[START OF Record list]
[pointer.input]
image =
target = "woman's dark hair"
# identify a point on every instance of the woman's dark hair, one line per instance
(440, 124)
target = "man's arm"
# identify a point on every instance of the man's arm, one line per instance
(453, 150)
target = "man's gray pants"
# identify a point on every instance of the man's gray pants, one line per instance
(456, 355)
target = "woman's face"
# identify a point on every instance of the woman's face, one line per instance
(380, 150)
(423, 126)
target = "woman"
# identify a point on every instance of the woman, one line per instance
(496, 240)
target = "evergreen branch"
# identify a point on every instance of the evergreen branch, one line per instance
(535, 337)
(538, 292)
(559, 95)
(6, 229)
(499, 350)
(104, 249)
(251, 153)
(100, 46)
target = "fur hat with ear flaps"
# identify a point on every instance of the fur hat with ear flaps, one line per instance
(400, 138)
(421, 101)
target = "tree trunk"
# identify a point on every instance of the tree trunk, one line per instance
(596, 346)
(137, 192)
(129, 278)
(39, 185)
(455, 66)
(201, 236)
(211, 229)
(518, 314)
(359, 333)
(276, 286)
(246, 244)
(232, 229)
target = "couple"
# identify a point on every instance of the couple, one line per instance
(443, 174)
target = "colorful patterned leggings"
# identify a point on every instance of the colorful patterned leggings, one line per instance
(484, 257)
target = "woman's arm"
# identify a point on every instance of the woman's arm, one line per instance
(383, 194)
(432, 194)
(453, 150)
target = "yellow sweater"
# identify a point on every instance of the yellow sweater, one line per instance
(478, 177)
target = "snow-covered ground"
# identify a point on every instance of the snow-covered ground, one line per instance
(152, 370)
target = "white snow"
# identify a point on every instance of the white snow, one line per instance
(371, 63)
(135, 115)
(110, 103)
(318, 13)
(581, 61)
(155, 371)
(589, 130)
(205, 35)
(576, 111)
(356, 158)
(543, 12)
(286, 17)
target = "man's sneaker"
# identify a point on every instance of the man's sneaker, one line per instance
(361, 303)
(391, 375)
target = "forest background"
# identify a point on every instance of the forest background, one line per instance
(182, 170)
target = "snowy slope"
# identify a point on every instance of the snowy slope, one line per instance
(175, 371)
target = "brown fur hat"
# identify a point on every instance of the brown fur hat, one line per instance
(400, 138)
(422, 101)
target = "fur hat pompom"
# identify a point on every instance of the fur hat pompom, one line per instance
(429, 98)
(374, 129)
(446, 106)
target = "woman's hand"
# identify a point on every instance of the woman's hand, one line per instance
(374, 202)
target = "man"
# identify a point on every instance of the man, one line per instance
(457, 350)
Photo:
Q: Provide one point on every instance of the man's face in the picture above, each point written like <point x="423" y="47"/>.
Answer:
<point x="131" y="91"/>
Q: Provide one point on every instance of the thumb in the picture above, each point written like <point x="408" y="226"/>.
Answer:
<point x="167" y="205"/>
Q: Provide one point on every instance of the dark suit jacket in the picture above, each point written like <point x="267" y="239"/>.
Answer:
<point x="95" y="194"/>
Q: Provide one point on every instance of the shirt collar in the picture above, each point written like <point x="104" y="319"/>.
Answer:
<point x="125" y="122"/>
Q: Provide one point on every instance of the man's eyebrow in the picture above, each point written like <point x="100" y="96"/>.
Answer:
[END OF Record list]
**Problem to work on:** Quote each line of the listing above exactly.

**Exercise result:**
[pointer.input]
image =
target = "woman's dark hair"
# identify a point on every instance of the woman's dark hair, one line per instance
(440, 124)
target = "man's arm"
# identify a point on every instance of the man's arm, one line per instance
(453, 150)
target = "man's gray pants"
# identify a point on every instance of the man's gray pants, one line per instance
(456, 355)
target = "woman's face"
# identify a point on every instance of the woman's face, one line per instance
(380, 150)
(423, 126)
target = "woman"
# identify a point on every instance of the woman, one line per instance
(496, 240)
target = "evergreen branch"
# identify a point on every instance of the evergreen branch, one line per instance
(535, 337)
(538, 292)
(559, 95)
(6, 229)
(499, 350)
(104, 249)
(251, 153)
(100, 46)
target = "fur hat with ear flaps"
# identify a point on every instance of the fur hat with ear flaps, one line per instance
(400, 138)
(421, 101)
target = "tree trunk"
# identify a point on every instance of the tree trunk, one line per instance
(596, 346)
(137, 192)
(129, 278)
(39, 185)
(455, 66)
(201, 236)
(211, 229)
(518, 314)
(359, 333)
(276, 286)
(246, 244)
(232, 229)
target = "couple"
# identify a point on every instance of the couple, one line per instance
(443, 174)
target = "colorful patterned leggings"
# identify a point on every instance of the colorful patterned leggings, one line per instance
(484, 257)
target = "woman's arm"
# identify a point on every instance of the woman's arm, one line per instance
(383, 194)
(432, 194)
(453, 150)
target = "yellow sweater"
# identify a point on every instance of the yellow sweater, one line per instance
(478, 177)
target = "snow-covered ground"
# identify a point on every instance of the snow-covered ground, one line per instance
(152, 370)
target = "white snow"
# identify a point on every instance of the white snow, one line per instance
(371, 63)
(135, 115)
(110, 103)
(318, 13)
(581, 61)
(155, 371)
(589, 130)
(205, 35)
(576, 111)
(356, 158)
(543, 12)
(286, 17)
target = "man's sneaker"
# identify a point on every instance of the man's sneaker, one line per instance
(361, 303)
(391, 375)
target = "forest background"
# identify a point on every instance of the forest background, one line per instance
(182, 170)
target = "snowy slope"
# identify a point on every instance of the snowy slope, one line per instance
(175, 371)
target = "brown fur hat"
# identify a point on every instance of the brown fur hat, one line per instance
(400, 138)
(422, 101)
target = "fur hat pompom"
# identify a point on every instance of the fur hat pompom, one line per instance
(429, 98)
(374, 129)
(446, 106)
target = "woman's hand"
# identify a point on every instance of the woman's hand, one line per instance
(374, 202)
target = "man"
# identify a point on every instance of the man, one line per instance
(457, 350)
Photo:
Q: Provide one point on every instance of the man's face in the picture above, each point written like <point x="423" y="47"/>.
Answer:
<point x="131" y="91"/>
Q: Provide one point on every instance of the thumb in the picture above, each point written like <point x="408" y="226"/>.
Answer:
<point x="167" y="205"/>
Q: Provide one point on every instance of the dark suit jacket in the picture above, each point written like <point x="267" y="239"/>.
Answer:
<point x="95" y="194"/>
Q: Provide one point on every instance of the shirt collar in the picture above, each point written like <point x="104" y="319"/>.
Answer:
<point x="125" y="122"/>
Q: Provide one point on every instance of the man's eyebrow in the picture above, each point written like <point x="100" y="96"/>.
Answer:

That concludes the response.